▸ **Exercise objective**: Quote the entries below from the line with "Keypoint placement: for each instance of the green" through the line with "Keypoint placement: for each instance of the dark", both ends included, and only those lines.

▸ **Input records**:
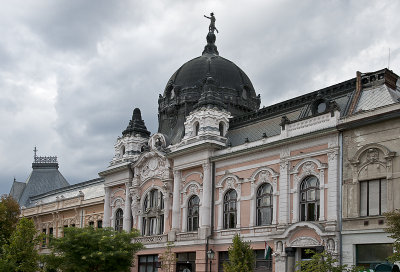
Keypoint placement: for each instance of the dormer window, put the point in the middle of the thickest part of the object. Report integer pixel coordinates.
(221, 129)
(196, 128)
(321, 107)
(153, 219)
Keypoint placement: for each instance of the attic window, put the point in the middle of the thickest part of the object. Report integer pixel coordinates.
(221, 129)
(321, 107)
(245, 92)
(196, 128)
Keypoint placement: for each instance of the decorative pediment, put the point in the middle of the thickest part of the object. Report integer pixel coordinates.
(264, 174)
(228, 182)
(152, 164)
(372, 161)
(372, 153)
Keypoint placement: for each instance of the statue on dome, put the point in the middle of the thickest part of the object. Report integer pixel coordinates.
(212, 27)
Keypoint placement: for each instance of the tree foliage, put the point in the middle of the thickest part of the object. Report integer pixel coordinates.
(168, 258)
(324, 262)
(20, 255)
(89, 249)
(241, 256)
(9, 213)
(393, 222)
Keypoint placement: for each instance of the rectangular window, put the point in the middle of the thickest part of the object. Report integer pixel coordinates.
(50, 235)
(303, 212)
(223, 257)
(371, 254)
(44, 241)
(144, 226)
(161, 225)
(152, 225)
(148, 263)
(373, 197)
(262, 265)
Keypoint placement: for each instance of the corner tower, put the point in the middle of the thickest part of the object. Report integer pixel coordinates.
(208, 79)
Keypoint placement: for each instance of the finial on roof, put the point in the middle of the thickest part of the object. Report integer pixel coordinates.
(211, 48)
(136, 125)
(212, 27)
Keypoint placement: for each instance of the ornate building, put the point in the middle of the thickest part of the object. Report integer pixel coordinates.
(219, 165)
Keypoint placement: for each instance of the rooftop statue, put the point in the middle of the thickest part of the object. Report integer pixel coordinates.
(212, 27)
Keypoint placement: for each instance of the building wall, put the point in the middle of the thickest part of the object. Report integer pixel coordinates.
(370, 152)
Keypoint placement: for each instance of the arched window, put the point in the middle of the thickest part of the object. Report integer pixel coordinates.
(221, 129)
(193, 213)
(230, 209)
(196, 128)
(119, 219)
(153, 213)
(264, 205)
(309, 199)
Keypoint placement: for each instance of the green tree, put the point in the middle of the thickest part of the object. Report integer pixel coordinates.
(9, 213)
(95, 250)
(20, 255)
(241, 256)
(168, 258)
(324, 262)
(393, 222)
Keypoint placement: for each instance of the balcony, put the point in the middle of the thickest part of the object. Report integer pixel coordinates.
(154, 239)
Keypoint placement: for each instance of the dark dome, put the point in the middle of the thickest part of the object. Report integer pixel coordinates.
--
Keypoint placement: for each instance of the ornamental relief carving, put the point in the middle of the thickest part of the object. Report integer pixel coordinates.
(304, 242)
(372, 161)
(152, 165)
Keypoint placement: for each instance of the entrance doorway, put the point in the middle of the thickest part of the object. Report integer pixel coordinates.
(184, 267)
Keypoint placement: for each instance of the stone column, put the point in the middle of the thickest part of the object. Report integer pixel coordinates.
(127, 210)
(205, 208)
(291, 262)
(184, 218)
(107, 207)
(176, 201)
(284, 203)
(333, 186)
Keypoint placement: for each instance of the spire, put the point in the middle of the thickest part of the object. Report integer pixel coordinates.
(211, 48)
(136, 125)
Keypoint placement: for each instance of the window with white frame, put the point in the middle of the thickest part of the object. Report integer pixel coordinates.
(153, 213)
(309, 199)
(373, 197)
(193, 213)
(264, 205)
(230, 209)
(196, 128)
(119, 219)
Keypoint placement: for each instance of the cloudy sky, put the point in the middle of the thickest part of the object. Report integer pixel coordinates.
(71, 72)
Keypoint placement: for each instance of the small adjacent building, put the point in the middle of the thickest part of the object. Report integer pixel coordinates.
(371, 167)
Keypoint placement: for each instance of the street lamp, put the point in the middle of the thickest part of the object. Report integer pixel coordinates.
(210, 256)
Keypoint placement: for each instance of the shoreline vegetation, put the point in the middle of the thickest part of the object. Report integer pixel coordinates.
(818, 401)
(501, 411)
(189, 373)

▸ **Answer space**:
Keypoint placement: for each instance of the green tree, put the point in the middle of the thickest part of the object. Report integer pixel coordinates.
(9, 213)
(95, 250)
(20, 255)
(241, 256)
(168, 258)
(324, 262)
(393, 222)
Keypoint placement: for each instance of the balcony, put the point in the middle of the thickest part of the object. Report integer pixel coordinates.
(154, 239)
Keypoint placement: for each instance of the dark dome, put the point in the middle of the thickest part of the object. Report integer pixel coordinates.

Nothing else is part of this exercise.